[Page excerpt]
He’s a man at peace with his life, a man who has been on welfare and watched a 10-year relationship crack in two, a man with many fathers, a man who has struggled to find home. Industrial Lullaby, his fourth solo album, reveals that man, easing into his 30s with a wealth of worldly experience, reaching out and finding something better than the innocence he’s lost.

Connect the dots on a map of the places Fearing has lived, and you’re left looking at a strange constellation: a bent arrow. He was born, to an Irish mother and English father, just outside Vancouver in a place called Horseshoe Bay. Six years later, when his family traveled to Ireland for his uncle’s wedding, his mother fell in love with the best man. A year later, his stepfather-to-be came to Vancouver and took Fearing’s mother and her children back to Dublin.

Fearing spent the next 11 years in Ireland, where his interest in music began. (Some of his schoolmates at Mount Temple Comprehensive were similarly inclined; they later became The Stars of Heaven and U2.) At 18 he met a fellow outsider, an American exchange student, and traveled back to Minneapolis with him. After two years in the United States, he returned to British Columbia, where his sisters lived, then to Alberta, and then back to Vancouver. Now he’s in Guelph, Ontario, midway between the extremes.

It’s no surprise, then, that so many of his songs were written on the road. His pursuit of classical and acoustic guitar skill and his rich baritone come more naturally to him than songwriting, and he recalled an early attempt: “I remember when I left Minneapolis, my friends and I took this trip — we hopped freight trains from Minneapolis to Seattle, except we ended up in Portland by mistake. I came back to Minneapolis and did some more playing, and then I caught a bus out west. I remember sitting on the bus and just going through hell trying to write this song and wondering if it was good or bad. And that was the start... I don’t know how many years later, I’m still wondering if it’s good or bad.”

[Stated problem a] Summarize the passage about Fearing in two sentences.
The passage about Fearing and the records have no connection to each other.

[Rows from a pointing dataset]
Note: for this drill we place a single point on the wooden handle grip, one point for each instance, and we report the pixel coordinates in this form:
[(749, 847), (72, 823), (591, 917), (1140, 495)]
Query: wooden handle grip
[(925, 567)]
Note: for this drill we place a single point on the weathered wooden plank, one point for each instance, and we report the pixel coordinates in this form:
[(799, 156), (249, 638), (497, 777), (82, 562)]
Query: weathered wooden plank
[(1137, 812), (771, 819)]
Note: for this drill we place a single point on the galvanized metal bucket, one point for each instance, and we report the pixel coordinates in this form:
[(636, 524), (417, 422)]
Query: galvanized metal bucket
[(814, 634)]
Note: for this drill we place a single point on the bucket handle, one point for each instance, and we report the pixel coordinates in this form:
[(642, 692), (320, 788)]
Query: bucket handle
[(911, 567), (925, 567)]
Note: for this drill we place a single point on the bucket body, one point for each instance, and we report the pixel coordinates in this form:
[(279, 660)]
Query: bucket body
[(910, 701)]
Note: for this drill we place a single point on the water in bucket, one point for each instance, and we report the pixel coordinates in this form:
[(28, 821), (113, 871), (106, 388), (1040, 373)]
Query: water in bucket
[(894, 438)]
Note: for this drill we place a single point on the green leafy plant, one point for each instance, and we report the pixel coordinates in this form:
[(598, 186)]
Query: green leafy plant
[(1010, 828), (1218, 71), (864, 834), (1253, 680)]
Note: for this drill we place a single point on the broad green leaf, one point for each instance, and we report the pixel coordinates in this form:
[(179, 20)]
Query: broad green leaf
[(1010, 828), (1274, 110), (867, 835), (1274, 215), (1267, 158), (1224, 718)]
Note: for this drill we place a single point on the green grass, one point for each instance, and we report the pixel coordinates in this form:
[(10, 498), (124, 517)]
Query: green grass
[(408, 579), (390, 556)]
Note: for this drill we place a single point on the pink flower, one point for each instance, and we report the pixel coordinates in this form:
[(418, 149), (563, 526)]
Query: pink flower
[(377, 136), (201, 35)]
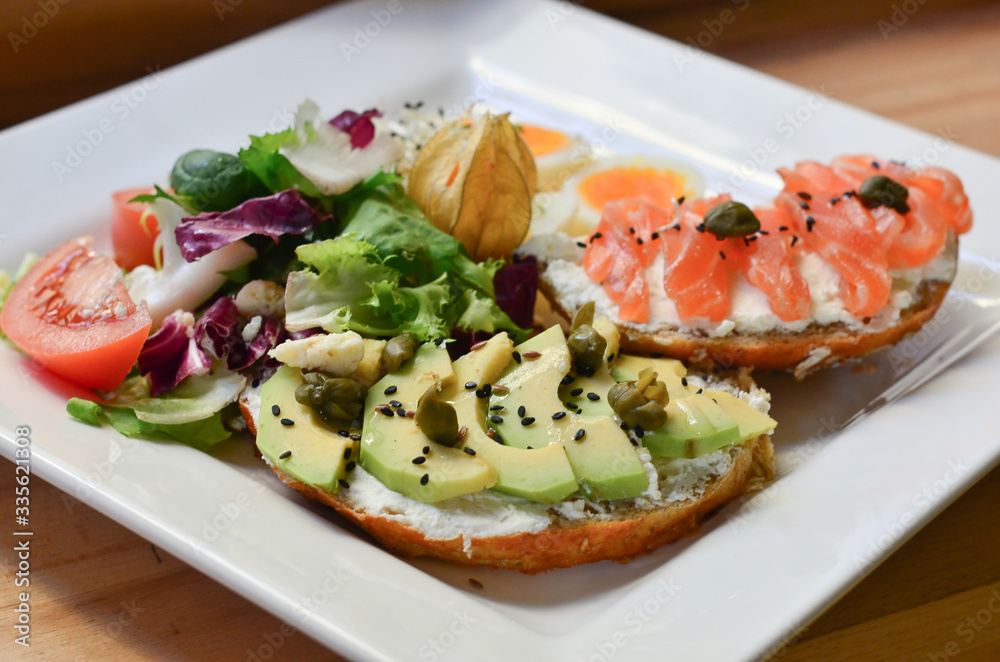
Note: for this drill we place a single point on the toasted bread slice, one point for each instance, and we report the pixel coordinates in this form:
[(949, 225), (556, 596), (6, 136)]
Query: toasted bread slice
[(500, 531), (803, 351)]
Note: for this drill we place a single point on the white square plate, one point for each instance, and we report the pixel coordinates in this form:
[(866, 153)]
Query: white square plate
[(761, 569)]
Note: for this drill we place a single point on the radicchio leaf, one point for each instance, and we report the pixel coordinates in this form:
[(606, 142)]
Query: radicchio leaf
[(516, 285), (357, 125), (171, 354), (283, 213)]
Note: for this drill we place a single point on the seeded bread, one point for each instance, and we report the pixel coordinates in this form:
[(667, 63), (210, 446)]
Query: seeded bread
[(804, 352), (567, 534)]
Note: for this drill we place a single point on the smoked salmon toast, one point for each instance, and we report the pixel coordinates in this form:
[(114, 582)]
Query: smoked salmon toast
[(849, 257)]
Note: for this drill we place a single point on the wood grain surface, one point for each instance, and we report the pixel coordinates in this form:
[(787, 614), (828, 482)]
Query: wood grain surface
[(100, 592)]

[Stated problem b] Please reproduce the records verbatim, from the line that contains "on the radicchio" up to and including the last line of the records.

[Task response a] Fearing, easing into his 30s and at peace with his life, reveals himself on his fourth solo album, Industrial Lullaby, after having been on welfare, watching a 10-year relationship end, and struggling to find home. Born near Vancouver, he was taken to Dublin as a child and later lived in Minneapolis, British Columbia, Alberta and Vancouver before settling in Guelph, Ontario, and many of his songs were written on the road.

[Task response b]
Note: for this drill we place a single point on the radicchio leaf, one point for each instance, and we report the pixel coordinates in this form:
[(606, 142)]
Query: radicchio leaf
[(516, 285), (357, 125), (171, 354), (283, 213)]
Note: for this drill we place a single point on the seeded bread, one point for each instance, and we report the pixel coordinates in this form:
[(667, 63), (210, 446)]
Query: seeded bread
[(804, 352), (567, 534)]
Note: for this drill we place a single point on the smoked salmon toast, one point for each instance, and we report the pixel coordinates in this form:
[(114, 582)]
Query: smoked salmon toast
[(849, 257)]
Note: for this drill we place a single point on the wood grain surface, one point for each instance, and we report the pixel coordinates in this form:
[(787, 614), (828, 482)]
Query: wood grain surface
[(100, 592)]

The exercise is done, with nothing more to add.